— begin —

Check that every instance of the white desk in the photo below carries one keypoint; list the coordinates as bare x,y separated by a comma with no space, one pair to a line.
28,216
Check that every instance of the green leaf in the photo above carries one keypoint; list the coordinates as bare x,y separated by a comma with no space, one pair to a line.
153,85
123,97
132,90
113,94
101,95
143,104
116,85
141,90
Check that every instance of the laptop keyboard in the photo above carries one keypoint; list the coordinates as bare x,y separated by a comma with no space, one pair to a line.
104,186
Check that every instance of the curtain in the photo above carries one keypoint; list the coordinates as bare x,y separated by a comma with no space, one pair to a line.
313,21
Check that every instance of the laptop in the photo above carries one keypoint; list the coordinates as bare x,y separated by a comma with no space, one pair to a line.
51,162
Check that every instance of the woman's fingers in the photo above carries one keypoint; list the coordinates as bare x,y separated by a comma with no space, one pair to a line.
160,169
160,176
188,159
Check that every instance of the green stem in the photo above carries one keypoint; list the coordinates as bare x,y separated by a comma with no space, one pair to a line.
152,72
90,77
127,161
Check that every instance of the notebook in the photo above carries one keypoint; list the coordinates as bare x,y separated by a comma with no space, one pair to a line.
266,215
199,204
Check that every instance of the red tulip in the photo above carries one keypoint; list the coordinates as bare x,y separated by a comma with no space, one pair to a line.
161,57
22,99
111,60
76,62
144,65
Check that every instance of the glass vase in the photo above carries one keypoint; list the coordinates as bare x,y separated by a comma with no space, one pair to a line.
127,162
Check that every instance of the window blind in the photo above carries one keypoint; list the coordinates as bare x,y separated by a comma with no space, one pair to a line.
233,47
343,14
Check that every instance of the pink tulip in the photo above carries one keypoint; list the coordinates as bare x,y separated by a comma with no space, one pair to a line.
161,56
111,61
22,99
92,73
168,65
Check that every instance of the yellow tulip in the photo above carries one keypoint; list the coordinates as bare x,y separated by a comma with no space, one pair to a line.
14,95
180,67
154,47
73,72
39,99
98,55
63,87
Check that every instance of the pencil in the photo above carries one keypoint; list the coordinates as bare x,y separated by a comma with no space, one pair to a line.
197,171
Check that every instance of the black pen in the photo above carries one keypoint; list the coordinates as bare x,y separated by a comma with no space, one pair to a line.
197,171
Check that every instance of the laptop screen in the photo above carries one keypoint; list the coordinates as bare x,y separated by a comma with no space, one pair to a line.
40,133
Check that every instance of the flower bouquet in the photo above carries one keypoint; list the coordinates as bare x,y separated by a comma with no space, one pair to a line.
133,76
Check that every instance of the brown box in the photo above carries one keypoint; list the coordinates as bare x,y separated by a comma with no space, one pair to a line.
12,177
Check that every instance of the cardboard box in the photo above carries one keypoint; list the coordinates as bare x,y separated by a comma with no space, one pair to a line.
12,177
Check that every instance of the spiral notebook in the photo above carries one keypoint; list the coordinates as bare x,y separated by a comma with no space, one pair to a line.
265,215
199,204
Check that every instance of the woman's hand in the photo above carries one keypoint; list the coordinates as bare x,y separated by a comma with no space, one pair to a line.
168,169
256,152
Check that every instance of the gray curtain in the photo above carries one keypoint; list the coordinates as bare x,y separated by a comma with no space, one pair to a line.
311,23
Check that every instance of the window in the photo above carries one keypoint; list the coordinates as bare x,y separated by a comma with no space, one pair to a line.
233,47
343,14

— end —

Exercise brief » Format all of the records above as a JSON list of strings, one string for each line, with blank lines left out.

Exercise result »
[
  "Check that every instance of the white desk in the photo below carries one keypoint; list the coordinates as bare x,y separated by a comma with no space, one pair to a line.",
  "28,216",
  "Check that every instance of the green leaf in the photo above carries one keypoint; list the coordinates as bare x,y separated by a comma with no space, one pair to a line.",
  "153,85",
  "123,97",
  "132,90",
  "113,94",
  "101,95",
  "143,104",
  "116,85",
  "141,90",
  "Check that every instance of the laptop keyboard in the photo above carries one keypoint; list the coordinates as bare x,y separated by a comma with no space, one pair to a line.",
  "104,186",
  "Check that every instance of the curtain in the photo above carries one keypoint; list the coordinates as bare x,y separated by a comma with no space, one pair to a line.",
  "313,21",
  "Check that every instance of the laptop in the photo above carries one keypoint; list the coordinates as bare x,y separated by a comma with no space, one pair to a line.",
  "51,162",
  "Check that every instance of the woman's fingers in the photo above carries one keypoint; list the coordinates as bare x,y separated by a comma with no space, one pair to a line.",
  "160,169",
  "160,176",
  "188,159",
  "Check that every instance of the green stem in the photo above carries one keypoint; list the coordinates as bare x,y separated by a comma with no space, one pair to a line.",
  "152,72",
  "90,77",
  "127,161",
  "Check that every instance of the notebook in the photo above carries one keypoint; list the coordinates as bare x,y separated by a comma with no space, one pair to a line.",
  "266,215",
  "199,204",
  "Check that every instance of the red tulip in the photo above carries one keypoint; list the coordinates as bare x,y separated by a comma with no space, one pair to a line.",
  "161,57",
  "22,99",
  "111,60",
  "76,62",
  "144,65",
  "Check that every instance of the glass vase in the photo above carries one keypoint; list the coordinates as bare x,y separated by a comma with no space, one pair to a line.",
  "127,162",
  "Check that every instance of the window blind in the photo above carries one keypoint; list the coordinates as bare x,y separated by a comma with no space, one pair to a line.",
  "233,47",
  "343,14",
  "Check that every instance of the pink tulip in the photo above carries one keypoint; list the coordinates as bare x,y separated by a comma with no space, one pair to a line.",
  "161,56",
  "111,61",
  "22,99",
  "92,73",
  "168,65",
  "Check that every instance of the yellow tulip in the photo above carries one keypoint; list the coordinates as bare x,y separated by a comma with no space, one pair to a line.",
  "14,95",
  "180,67",
  "154,47",
  "73,72",
  "39,99",
  "98,55",
  "63,87",
  "Check that every instance of the pencil in the photo above carries one keypoint; list the coordinates as bare x,y separated by a comma with no space, one pair to a line.",
  "197,171",
  "Check that every instance of the black pen in the photo above carries one keypoint; list the coordinates as bare x,y separated by a comma with no space, one pair to a line.",
  "197,171",
  "Check that every instance of the laptop screen in the photo above carries one keypoint; list the coordinates as bare x,y separated by a comma with no space, one pair to a line.",
  "40,133",
  "Check that every instance of the flower bouquet in the photo above carries one keypoint; list the coordinates as bare x,y separated by a comma with no space, one pair to a line.",
  "133,76",
  "Check that every instance of the brown box in the photo above carries one keypoint; list the coordinates as bare x,y separated by a comma with no space, one pair to a line.",
  "12,177",
  "Check that every instance of the cardboard box in the photo above carries one keypoint; list the coordinates as bare x,y separated by a comma with no space, one pair to a line.",
  "12,177",
  "Check that every instance of the spiral notebook in the photo above carries one keypoint; list the coordinates as bare x,y separated by a comma with no space, one pair to a line.",
  "265,215",
  "199,204",
  "Check that every instance of the woman's hand in the photo above carries one keypoint; list the coordinates as bare x,y separated by a comma with no space, one pair to a line.",
  "168,169",
  "256,152",
  "Check that every instance of the gray curtain in the photo above carries one keypoint; list the coordinates as bare x,y separated by a comma with no space, one pair to a line.",
  "311,23",
  "Check that every instance of the window in the photo above carries one keypoint; list the coordinates as bare x,y separated by a comma with no space, one pair to a line.",
  "233,47",
  "343,14"
]